> [REQUESTS]:
a. From the post on communication pumps, list the benefits it gives for a water pump.
b. Extend the post on communication pumps by writing what comes after its final sentence.

> [PASSAGE]:
Communication Pumps: improving remote coordination | Friday.app

How communication pumps improve remote coordination

Posted by Luke Thomas

Every consultant in the world will tell you that communication is key when it comes to building a strong team. (Now that’ll be $500, please.)

Creating a system of communication channels that work in tandem with one another should be both automatedintegrated and be a byproduct of thought and intention. 

Let’s look at communication channels like a plumber might think about pipes that run throughout your home.

P.S - this is part 3 of the remote work mental models series. You can read the previous principle in this series - if it doesn't persist, it doesn't exist.

A plumbing analogy

The pipes inside your home lay the groundwork for the water to flow, but that’s only one piece of the puzzle. With pipes alone, there may be a trickle of water in one room and a raging river in another part. This lack of predictability creates chaos, which is why pumps exist.

You need these pumps to circulate the water or it won’t flow where it needs to....at least on a predictable basis.

If you break down a water pump, it has a few clear benefits:

  • It’s automated. You don’t have to manually pump the water from one part of the home to another
  • It’s integrated. It plugs right into the pipes.
  • It’s a byproduct of thought and intention. The architect or plumber did a little planning beforehand and decided what was necessary to keep the water flowing.

What if we could apply the same principles to how we communicate at work?

Communication pumps help information flow

Now think about team and company communication in a similar manner. Think of Slack, Zoom, and email as communication pipes. These are tools that make it much more efficient to communicate with coworkers and connections. It’s never been easier to communicate online these days thanks to these wonderful tools.

> [INFORMATION SUPPLIED]:
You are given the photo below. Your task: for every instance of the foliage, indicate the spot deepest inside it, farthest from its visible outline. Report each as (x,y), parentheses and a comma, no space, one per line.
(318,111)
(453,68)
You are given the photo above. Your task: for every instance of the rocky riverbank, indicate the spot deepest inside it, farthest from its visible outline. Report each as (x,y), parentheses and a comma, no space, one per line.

> [PER-TASK OUTPUTS]:
a.
- It's automated.
- It's integrated.
- It's a byproduct of thought and intention.

b.
These pipes have been laid, but now we need pumps to help us create order out of chaos.

You may run around from meeting to meeting (or Zoom calls) trying to figure out what’s going on. You may ask for written status reports every week from your direct reports. In an office environment, maybe you stop by people’s desks and annoy….errr ask them what they are working on.

What if you could predictably capture this information without needing to manually chase after it? What if the insights you capture from ad-hoc interactions and routine meetings could show up automatically instead?

That’s the power of a communication pump. It creates predictability where it didn't exist before. Great teams and businesses are predictable!

Lay this groundwork in advance to make sure that information, updates, and other important information flows up/down/across the team or company on a repeatable basis. After all, nobody likes a cold shower 😉

Want to see another remote work mental model? Jump to the next post in the series - poor visibility is a liability.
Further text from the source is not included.